▶ _TEXTO MOSTRADO_:
↓

En el peor de los casos seria un daño en el chipset sur


----------



## proghenyter (May 4, 2014)

Muchas gracias por sus respuestas, ¿como son los fusibles? ahora mismo no puedo subir las fotos pero mañana temprano lo hare. la board es una msi h55 e21

La siguiente es una foto de internet de la pagina







Si en esa iamgen me puende indicar donde podria estar el fusible, gracias


----------



## Nuyel (May 5, 2014)

Es la cosa como resistencia SMD de color verde




esto es un Polyfuse, cuando se pone en corto esta cosa se calienta y corta la corriente hasta que se desconecta, entonces de resetea, solo verifica si antes de este se tienen voltajes.


----------



## Dls (May 5, 2014)

↑

▶ _TAREA 1_:
Devuelve sin cambios las líneas de las entradas que comienzan en la que contiene "Annotation spec v2.4 — Object: water" y continúan hasta la que contiene "xmin=0 ymin=0 xmax=414 ymax=68", ambas incluidas.

▶ _DATOS PROPORCIONADOS_:
↓

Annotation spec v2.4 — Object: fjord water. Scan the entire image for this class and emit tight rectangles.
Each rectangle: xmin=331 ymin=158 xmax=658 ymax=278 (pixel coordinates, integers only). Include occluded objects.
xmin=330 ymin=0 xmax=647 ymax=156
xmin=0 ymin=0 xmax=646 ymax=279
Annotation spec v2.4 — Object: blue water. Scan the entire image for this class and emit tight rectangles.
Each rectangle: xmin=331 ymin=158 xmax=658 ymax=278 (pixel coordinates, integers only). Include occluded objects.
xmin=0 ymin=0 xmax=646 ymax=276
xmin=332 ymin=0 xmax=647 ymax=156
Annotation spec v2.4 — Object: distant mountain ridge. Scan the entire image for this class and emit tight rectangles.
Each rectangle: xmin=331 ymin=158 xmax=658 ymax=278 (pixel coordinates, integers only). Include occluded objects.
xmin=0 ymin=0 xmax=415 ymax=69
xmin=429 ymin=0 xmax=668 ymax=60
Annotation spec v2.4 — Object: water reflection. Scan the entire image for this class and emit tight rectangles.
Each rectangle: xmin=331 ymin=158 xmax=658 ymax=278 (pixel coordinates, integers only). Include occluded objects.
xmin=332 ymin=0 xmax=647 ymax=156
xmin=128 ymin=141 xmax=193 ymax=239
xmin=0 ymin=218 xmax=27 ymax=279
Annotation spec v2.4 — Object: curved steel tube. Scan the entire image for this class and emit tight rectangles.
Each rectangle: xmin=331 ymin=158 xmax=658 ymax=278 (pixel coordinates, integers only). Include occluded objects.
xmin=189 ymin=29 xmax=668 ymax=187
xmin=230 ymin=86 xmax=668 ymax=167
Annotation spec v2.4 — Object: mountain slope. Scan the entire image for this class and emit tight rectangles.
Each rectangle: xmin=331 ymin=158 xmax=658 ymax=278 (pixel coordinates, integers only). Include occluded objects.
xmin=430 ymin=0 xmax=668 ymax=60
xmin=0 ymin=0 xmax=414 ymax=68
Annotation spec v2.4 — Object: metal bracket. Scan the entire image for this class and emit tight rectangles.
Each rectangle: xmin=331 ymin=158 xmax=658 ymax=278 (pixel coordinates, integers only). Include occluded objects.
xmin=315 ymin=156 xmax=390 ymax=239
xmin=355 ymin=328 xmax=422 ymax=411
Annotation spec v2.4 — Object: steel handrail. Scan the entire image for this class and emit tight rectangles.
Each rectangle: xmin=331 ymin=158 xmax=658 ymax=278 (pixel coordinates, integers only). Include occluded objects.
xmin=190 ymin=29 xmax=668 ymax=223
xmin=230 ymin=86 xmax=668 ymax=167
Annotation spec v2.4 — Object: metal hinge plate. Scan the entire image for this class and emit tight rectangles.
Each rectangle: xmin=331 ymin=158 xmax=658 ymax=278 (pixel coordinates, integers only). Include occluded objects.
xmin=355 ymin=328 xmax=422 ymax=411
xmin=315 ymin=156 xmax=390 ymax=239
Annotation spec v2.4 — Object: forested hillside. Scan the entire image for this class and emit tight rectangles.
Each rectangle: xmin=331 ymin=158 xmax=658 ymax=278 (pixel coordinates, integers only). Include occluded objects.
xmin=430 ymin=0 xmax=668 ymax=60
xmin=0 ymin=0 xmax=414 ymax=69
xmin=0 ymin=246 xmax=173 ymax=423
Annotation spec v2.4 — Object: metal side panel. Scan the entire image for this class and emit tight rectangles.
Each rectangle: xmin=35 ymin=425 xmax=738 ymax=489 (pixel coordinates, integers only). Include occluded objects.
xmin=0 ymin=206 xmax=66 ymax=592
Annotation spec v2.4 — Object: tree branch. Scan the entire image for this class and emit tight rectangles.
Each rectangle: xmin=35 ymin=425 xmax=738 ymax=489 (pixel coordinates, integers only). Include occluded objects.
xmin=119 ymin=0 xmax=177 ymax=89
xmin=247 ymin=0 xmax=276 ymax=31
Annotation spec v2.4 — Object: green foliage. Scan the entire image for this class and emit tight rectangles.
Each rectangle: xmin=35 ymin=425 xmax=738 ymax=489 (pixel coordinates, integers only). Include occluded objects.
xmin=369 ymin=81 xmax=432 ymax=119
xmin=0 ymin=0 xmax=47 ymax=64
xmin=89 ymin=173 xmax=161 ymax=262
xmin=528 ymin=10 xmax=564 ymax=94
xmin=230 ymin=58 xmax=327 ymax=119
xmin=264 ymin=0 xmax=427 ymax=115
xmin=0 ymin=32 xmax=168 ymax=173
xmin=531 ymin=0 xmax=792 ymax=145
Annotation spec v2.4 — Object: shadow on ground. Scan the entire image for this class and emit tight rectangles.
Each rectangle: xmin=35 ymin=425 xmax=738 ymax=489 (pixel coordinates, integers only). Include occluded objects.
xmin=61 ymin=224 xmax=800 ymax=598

↑

▶ _TAREA 2_:
Del hilo del foro, reproduce el fragmento que empieza en "esto es un Polyfuse, cuando" y sigue hasta "se tienen voltajes.", sustituyendo "Polyfuse" por "fusible PTC".

▶ _SOLUCIÓN DESARROLLADA 1_:
Annotation spec v2.4 — Object: water reflection. Scan the entire image for this class and emit tight rectangles.
Each rectangle: xmin=331 ymin=158 xmax=658 ymax=278 (pixel coordinates, integers only). Include occluded objects.
xmin=332 ymin=0 xmax=647 ymax=156
xmin=128 ymin=141 xmax=193 ymax=239
xmin=0 ymin=218 xmax=27 ymax=279
Annotation spec v2.4 — Object: curved steel tube. Scan the entire image for this class and emit tight rectangles.
Each rectangle: xmin=331 ymin=158 xmax=658 ymax=278 (pixel coordinates, integers only). Include occluded objects.
xmin=189 ymin=29 xmax=668 ymax=187
xmin=230 ymin=86 xmax=668 ymax=167
Annotation spec v2.4 — Object: mountain slope. Scan the entire image for this class and emit tight rectangles.
Each rectangle: xmin=331 ymin=158 xmax=658 ymax=278 (pixel coordinates, integers only). Include occluded objects.
xmin=430 ymin=0 xmax=668 ymax=60
xmin=0 ymin=0 xmax=414 ymax=68

▶ _SOLUCIÓN DESARROLLADA 2_:
esto es un fusible PTC, cuando se pone en corto esta cosa se calienta y corta la corriente hasta que se desconecta, entonces de resetea, solo verifica si antes de este se tienen voltajes.